*EXERCISE BRIEF*
According to the connector passage below, how many through-holes are provided in the interlock connecting seat 51, and what is mounted in them?

Further, as illustrated in FIGS. 11 and 12, each of the female end connector 5 includes an interlock connecting seat 51 and two connecting terminals 52, in which the interlock connecting seat 51 is provided with two through-holes 513, and the two connecting terminals 52 are respectively mounted in the corresponding through-holes 513, one end of the connecting terminal 52 being electrically connected to the control device, and the other end being electrically connected to the corresponding male end connector 4.

During implementation, the female end connector 5 includes an interlock connecting seat 51 and two connecting terminals 52, in which the interlock connecting seat 51 is provided with two through-holes 513, and the two connecting terminals 52 are respectively mounted in the corresponding through-holes 513, one end of the connecting terminal 52 being electrically connected to the control device, and the other end being electrically connected to the corresponding male end connector 4, which facilitates the female end connector 5 to be plugged with two ends of the U-shaped male end connector or the V-shaped male end connector 4, so that the operation is convenient and the practicability is high.

*SUPPLIED ENTRIES*
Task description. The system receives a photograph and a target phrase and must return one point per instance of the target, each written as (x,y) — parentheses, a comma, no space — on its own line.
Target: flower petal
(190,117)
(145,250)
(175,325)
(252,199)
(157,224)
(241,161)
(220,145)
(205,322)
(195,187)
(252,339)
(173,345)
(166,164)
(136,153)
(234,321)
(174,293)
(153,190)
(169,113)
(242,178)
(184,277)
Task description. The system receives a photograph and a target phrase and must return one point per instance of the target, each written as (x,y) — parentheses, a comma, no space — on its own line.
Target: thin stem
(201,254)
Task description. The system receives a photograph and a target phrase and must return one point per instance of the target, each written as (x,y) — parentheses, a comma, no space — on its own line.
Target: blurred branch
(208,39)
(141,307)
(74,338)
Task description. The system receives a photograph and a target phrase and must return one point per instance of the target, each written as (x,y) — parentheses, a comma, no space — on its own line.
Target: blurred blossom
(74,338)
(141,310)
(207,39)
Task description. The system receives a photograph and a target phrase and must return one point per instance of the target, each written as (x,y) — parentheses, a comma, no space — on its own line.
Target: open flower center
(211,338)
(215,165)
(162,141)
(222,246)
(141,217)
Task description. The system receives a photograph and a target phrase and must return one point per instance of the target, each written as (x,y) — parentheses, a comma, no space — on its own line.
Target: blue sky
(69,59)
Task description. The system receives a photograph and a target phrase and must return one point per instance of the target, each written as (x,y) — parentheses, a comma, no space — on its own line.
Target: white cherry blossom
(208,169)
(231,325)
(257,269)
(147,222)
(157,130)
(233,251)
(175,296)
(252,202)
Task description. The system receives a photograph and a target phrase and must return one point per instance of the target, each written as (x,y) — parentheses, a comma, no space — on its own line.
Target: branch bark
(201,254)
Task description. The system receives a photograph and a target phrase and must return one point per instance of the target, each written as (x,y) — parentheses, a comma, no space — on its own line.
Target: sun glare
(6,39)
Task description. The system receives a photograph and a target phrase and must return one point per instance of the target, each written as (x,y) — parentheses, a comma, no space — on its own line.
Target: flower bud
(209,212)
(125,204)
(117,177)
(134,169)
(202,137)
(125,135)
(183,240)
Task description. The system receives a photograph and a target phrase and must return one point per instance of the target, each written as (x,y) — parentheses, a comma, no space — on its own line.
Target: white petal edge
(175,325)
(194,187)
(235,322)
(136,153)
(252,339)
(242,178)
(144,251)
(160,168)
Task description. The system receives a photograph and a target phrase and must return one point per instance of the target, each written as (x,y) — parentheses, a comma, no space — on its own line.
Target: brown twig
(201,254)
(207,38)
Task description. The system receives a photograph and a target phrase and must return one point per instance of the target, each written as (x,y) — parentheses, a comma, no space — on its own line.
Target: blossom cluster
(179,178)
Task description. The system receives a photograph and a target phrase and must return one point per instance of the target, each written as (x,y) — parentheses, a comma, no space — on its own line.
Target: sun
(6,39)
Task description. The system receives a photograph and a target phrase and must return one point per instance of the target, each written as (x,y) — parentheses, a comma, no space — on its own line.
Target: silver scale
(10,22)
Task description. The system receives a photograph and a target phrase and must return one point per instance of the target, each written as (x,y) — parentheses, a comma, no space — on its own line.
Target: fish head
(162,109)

*RIGHT ANSWER*
Two through-holes 513, with the two connecting terminals 52 mounted in them.